-- Start Records for the task --

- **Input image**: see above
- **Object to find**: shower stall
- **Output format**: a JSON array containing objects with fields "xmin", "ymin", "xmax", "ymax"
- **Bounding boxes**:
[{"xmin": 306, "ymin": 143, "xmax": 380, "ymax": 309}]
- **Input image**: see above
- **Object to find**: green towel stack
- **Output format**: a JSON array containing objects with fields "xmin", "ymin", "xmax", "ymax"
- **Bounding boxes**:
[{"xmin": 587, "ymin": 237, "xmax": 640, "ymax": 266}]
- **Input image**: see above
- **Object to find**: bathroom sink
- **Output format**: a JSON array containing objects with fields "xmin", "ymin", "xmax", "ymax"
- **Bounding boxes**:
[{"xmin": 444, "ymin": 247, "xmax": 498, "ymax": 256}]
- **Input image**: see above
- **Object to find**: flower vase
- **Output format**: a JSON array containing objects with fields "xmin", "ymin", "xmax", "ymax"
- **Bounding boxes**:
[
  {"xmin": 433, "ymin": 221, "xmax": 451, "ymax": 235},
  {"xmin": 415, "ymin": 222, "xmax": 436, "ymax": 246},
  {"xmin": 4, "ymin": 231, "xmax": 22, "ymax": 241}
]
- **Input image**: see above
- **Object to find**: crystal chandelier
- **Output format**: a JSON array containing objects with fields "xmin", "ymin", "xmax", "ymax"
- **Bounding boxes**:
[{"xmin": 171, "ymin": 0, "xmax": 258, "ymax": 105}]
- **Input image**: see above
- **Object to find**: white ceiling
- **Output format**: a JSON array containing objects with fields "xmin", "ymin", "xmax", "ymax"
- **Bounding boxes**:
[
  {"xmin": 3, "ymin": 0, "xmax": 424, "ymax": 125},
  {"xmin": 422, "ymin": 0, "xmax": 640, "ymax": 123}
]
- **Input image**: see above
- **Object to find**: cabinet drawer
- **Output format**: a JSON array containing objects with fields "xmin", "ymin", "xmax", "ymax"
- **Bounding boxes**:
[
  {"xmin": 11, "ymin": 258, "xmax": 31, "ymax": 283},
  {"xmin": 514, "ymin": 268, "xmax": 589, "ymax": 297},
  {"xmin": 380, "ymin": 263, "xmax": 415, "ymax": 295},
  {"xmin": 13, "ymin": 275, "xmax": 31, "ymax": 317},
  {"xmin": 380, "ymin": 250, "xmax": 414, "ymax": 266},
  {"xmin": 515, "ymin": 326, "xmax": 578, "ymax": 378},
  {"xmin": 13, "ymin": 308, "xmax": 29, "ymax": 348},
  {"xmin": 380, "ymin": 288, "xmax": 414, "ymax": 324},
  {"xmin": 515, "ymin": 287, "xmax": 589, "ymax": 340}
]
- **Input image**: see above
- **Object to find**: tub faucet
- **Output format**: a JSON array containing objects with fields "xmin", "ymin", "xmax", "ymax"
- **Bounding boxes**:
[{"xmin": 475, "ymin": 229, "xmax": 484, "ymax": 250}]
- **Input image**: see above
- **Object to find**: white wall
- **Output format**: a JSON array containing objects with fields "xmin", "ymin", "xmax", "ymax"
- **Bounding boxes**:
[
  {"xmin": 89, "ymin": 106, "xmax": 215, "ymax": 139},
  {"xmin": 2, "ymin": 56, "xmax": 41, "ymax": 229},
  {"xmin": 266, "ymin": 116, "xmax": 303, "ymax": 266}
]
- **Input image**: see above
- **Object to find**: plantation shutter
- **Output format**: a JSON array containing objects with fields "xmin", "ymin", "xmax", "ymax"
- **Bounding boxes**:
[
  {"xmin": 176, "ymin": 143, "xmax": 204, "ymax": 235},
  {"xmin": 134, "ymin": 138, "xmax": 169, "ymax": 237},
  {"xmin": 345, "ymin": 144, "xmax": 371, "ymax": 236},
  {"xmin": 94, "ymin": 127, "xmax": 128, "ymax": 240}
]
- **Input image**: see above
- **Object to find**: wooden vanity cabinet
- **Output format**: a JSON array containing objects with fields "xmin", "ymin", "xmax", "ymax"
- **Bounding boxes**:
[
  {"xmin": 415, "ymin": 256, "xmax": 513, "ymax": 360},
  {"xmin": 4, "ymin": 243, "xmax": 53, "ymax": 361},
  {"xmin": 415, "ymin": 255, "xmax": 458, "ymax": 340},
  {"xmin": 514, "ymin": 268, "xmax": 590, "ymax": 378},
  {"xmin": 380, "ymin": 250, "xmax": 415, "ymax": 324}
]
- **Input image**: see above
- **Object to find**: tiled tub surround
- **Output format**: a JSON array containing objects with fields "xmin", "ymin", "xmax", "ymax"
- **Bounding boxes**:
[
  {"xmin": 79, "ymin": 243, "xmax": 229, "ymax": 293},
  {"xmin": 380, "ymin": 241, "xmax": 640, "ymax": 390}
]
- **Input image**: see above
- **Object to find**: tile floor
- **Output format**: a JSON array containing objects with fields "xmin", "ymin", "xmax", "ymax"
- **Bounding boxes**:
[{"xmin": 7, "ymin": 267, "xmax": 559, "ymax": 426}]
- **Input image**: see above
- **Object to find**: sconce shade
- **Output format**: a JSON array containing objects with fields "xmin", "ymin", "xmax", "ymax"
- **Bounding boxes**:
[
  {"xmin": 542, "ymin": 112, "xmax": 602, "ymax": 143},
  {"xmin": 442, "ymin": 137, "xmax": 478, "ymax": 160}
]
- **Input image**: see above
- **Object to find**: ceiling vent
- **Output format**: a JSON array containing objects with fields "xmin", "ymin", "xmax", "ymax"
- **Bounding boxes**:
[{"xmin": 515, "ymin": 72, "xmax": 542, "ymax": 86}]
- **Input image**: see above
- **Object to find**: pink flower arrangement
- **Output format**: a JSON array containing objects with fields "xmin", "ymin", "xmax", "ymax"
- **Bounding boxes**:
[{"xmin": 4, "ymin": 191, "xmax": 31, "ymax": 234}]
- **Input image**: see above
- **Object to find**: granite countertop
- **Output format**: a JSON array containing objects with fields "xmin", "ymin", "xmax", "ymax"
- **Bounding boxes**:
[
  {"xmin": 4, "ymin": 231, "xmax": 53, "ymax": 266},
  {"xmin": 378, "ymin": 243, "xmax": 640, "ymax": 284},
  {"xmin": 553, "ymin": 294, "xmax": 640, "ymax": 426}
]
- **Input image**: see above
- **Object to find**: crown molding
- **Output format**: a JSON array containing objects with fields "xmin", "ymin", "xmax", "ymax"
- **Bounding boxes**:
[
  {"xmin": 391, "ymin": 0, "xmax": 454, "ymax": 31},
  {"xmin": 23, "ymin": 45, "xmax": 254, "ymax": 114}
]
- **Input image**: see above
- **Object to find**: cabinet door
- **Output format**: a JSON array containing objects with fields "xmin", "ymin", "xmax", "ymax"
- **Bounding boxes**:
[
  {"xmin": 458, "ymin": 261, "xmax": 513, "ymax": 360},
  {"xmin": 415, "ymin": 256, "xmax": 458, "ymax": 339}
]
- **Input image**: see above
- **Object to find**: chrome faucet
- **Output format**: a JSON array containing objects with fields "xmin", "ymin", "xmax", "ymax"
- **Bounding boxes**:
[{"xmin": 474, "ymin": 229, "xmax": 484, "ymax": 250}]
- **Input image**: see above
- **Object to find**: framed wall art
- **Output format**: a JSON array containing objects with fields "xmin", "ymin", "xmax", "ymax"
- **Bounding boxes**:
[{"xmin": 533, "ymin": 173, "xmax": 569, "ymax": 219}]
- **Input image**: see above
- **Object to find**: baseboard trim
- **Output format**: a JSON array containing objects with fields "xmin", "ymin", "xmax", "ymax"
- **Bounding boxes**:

-- End Records for the task --

Aim of the task
Which lines of the listing above contain the word "flower"? Pick out each one and copy it in full.

Reply to the exercise
- **Object to find**: flower vase
- **Object to find**: pink flower arrangement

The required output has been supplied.